Do this: Shift the data that opens with the line containing "The client would like the distant crowd" and closes with the line containing "(413, 794), (474, 854)", both included, by adding 147 to every coordinate in the bounding-box answers. Reproduce only those lines, and leave all other text unchanged, including any sample coordinates given to show the format.

Dataset excerpts:
========
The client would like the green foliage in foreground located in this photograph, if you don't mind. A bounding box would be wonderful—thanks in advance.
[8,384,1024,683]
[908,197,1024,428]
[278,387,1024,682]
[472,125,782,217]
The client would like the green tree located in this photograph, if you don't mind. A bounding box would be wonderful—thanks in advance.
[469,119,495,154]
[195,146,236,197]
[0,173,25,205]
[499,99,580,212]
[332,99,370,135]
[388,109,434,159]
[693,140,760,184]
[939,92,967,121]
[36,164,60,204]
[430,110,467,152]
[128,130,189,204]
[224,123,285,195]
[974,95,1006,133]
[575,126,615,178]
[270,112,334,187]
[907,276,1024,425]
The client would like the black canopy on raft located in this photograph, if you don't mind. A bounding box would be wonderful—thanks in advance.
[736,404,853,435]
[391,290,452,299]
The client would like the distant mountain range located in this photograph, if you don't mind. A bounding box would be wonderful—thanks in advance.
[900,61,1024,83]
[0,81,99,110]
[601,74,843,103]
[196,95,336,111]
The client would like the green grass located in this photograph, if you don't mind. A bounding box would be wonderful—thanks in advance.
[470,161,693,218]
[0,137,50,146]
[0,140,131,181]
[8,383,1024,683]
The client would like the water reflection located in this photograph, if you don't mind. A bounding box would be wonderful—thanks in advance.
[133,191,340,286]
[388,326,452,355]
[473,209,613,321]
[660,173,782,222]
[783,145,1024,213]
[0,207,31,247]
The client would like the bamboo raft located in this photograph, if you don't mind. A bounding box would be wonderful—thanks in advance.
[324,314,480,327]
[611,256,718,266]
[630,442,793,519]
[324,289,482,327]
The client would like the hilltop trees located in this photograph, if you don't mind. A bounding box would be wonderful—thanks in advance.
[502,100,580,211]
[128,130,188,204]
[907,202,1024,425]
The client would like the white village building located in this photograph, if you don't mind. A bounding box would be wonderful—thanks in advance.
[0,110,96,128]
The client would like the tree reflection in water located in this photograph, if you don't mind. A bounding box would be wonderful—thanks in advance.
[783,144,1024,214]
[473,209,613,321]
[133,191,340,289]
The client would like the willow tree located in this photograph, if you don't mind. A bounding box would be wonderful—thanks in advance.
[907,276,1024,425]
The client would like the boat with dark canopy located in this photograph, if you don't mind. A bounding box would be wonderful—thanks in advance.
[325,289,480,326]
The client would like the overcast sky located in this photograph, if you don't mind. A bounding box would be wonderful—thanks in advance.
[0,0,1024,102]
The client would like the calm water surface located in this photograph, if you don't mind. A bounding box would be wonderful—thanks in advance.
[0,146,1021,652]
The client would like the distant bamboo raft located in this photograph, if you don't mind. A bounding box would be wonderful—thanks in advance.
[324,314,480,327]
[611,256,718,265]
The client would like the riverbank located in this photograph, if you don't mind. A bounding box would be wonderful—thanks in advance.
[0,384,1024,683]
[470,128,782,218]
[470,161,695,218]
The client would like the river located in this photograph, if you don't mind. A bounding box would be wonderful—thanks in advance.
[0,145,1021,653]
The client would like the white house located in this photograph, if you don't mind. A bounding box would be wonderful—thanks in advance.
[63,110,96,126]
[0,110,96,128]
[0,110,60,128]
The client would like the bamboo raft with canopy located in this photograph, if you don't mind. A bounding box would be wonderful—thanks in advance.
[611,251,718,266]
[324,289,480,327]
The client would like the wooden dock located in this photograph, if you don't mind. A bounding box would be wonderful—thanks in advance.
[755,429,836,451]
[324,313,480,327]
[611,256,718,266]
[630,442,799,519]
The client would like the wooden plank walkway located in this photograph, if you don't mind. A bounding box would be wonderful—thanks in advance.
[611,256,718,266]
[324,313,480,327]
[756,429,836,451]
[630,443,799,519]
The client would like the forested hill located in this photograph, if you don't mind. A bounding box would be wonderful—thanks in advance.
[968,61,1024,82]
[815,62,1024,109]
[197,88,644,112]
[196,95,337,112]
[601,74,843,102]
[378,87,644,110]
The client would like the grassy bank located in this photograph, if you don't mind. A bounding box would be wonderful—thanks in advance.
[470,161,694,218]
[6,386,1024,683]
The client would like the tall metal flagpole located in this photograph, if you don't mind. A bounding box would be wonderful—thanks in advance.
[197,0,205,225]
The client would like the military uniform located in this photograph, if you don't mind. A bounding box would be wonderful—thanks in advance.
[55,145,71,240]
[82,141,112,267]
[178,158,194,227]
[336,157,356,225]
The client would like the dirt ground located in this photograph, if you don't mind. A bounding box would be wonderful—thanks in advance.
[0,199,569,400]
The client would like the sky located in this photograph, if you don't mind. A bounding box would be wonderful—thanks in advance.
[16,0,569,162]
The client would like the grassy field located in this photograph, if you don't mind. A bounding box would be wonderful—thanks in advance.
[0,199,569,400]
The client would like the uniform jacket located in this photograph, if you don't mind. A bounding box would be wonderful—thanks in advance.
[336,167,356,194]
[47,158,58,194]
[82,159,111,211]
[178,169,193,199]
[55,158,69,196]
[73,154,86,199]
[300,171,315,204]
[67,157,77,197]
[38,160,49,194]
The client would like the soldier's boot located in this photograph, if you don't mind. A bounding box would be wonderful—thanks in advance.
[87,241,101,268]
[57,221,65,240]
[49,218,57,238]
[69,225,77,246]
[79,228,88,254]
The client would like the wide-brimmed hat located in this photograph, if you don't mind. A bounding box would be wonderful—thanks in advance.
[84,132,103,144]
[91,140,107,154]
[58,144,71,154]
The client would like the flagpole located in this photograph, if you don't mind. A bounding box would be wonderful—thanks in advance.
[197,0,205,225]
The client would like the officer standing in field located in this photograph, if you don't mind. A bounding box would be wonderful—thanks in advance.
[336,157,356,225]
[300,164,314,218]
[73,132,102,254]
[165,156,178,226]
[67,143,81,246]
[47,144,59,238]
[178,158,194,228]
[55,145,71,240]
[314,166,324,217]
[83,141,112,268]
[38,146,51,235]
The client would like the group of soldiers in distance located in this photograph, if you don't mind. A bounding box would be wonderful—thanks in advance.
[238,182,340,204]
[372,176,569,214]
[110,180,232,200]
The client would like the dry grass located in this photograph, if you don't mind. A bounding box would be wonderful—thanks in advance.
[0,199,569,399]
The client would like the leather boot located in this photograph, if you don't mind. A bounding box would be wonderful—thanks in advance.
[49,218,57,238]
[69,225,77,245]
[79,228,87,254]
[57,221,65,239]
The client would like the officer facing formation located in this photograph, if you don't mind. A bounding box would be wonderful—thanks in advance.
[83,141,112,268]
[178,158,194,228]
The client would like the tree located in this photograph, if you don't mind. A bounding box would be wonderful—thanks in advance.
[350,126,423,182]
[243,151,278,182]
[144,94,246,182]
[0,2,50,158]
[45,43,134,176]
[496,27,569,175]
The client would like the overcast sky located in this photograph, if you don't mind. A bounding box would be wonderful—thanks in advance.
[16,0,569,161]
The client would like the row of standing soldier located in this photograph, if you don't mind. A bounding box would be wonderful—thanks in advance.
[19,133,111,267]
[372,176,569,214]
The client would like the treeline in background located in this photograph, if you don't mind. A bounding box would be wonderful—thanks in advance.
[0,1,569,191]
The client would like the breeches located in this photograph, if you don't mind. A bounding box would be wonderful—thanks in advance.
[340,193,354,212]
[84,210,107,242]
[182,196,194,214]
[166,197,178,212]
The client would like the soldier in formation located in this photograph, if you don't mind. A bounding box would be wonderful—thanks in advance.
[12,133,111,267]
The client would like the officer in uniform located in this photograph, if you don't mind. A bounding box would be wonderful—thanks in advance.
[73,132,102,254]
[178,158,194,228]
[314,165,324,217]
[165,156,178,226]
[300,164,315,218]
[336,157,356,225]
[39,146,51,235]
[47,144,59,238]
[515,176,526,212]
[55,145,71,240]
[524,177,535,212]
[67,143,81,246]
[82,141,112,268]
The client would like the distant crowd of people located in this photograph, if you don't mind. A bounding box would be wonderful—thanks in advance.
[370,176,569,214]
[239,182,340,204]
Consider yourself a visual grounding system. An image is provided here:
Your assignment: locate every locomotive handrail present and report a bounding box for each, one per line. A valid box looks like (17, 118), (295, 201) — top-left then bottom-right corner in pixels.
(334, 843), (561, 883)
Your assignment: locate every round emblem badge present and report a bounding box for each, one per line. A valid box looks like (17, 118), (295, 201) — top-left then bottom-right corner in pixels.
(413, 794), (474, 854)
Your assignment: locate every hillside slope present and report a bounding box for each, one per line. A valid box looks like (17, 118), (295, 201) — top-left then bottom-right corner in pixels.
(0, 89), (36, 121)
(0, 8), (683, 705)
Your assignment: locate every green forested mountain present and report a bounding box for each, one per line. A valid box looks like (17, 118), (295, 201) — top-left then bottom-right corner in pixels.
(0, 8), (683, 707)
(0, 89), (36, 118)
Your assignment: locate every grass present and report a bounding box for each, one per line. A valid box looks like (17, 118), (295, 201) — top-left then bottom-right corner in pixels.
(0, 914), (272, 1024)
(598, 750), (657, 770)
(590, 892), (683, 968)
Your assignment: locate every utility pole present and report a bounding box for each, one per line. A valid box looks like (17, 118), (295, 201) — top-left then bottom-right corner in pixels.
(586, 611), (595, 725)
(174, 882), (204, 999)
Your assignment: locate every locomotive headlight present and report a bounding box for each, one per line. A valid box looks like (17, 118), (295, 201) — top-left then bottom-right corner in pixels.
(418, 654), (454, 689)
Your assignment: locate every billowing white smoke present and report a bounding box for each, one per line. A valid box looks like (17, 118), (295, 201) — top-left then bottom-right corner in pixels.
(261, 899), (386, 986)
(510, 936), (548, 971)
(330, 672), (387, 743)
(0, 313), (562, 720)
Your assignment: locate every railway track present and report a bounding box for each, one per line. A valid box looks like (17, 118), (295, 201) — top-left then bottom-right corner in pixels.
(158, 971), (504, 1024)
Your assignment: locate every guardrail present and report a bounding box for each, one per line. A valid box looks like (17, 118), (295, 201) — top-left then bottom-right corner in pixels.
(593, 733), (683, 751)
========
Response to this task:
The client would like the distant crowd of people located in this photograph, if you don't mind. A bounding box would be wonderful—thanks in advance.
[517,323,716,361]
[386,329,487,351]
Consider yourself a visual grounding system. An image is provided here:
Your assignment: locate every locomotive handrail present and report a bounding box for each, one per line. A valid box looks like (17, 118), (295, 201) — top-left then bottom-right corner in pixels.
(481, 990), (708, 1030)
Your assignment: locate every round emblem badge present and report a bounding box for each, one per line. A valid box looks like (17, 118), (295, 201) — top-left then bottom-right corner in pixels.
(560, 941), (621, 1001)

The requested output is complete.